Sepenggal cerita, sedikit kisah, apa yang kulihat, yang semua tak terbendung hanya sampai di otak --- Selamat datang di blog pribadi Hendra Deni Saputra Naibaho

article terbaru

Sabtu, 24 Desember 2011

Pemimpi dan Pemimpin

[dikutip dari BULETIN BUMN - Kementrian BUMN]

Pernahkah kita membayangkan perbedaan kedua kata dimaksud? Kalau
dilihat dari sisi penulisan, pasti tidak akan banyak bedanya, hanya huruf
“n” di akhir katanya.

IQ di atas 120 hanya 10% dari populasi, IQ di atas 115 sekitar 15% dan sisanya yang mayoritas
85% memiliki IQ di bawah itu. Oleh karena itu, apabila fokus sistem pendidikan berorientasi pada
akademis, 85% siswa pasti tak bisa mengikuti.

Sistem pendidikan di Indonesia yang berorientasi akademis, seharusnya hanya tepat bagi 15%
populasi, sedangkan yang tidak bisa mengikuti lebih banyak (85%). Kondisi ini mau tidak mau
akan melahirkan generasi pemimpi. Populasi yang 85%, meski terus mengikuti sistem ini, akan
tetapi mereka sebenarnya tidak akan dapat mengembangkan potensinya secara optimal. Hal ini
akan menjadikan kendala bagi Bangsa Indonesia.

DATA YANG DISEDIAKAN >>

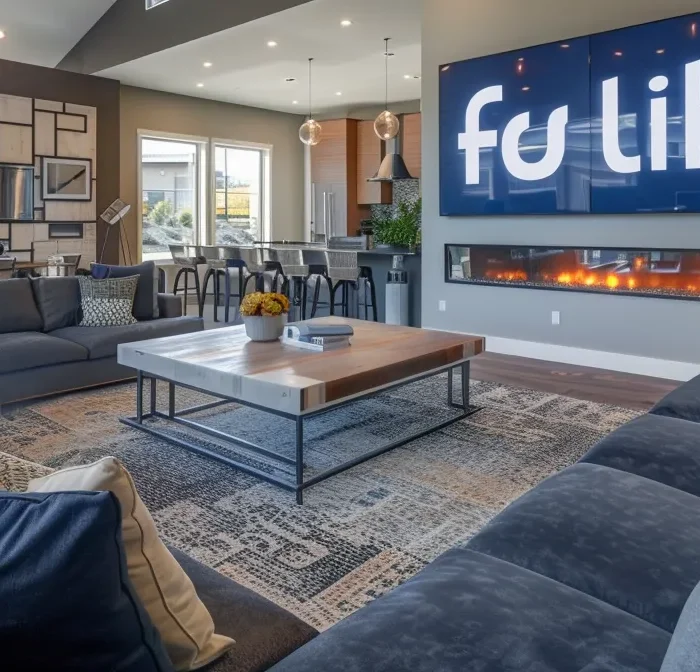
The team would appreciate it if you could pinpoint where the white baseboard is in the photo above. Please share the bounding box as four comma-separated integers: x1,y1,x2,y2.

TUJUAN TUGAS >> Ulangi bagian artikel tentang pemimpi dan pemimpin yang dimulai dengan "Pemimpi dan Pemimpin" dan berlanjut hingga "tak bisa mengikuti." tanpa mengubah satu kata pun.

PENYELESAIAN SOAL >>
Pemimpi dan Pemimpin

[dikutip dari BULETIN BUMN - Kementrian BUMN]

Pernahkah kita membayangkan perbedaan kedua kata dimaksud? Kalau
dilihat dari sisi penulisan, pasti tidak akan banyak bedanya, hanya huruf
“n” di akhir katanya.

IQ di atas 120 hanya 10% dari populasi, IQ di atas 115 sekitar 15% dan sisanya yang mayoritas
85% memiliki IQ di bawah itu. Oleh karena itu, apabila fokus sistem pendidikan berorientasi pada
akademis, 85% siswa pasti tak bisa mengikuti.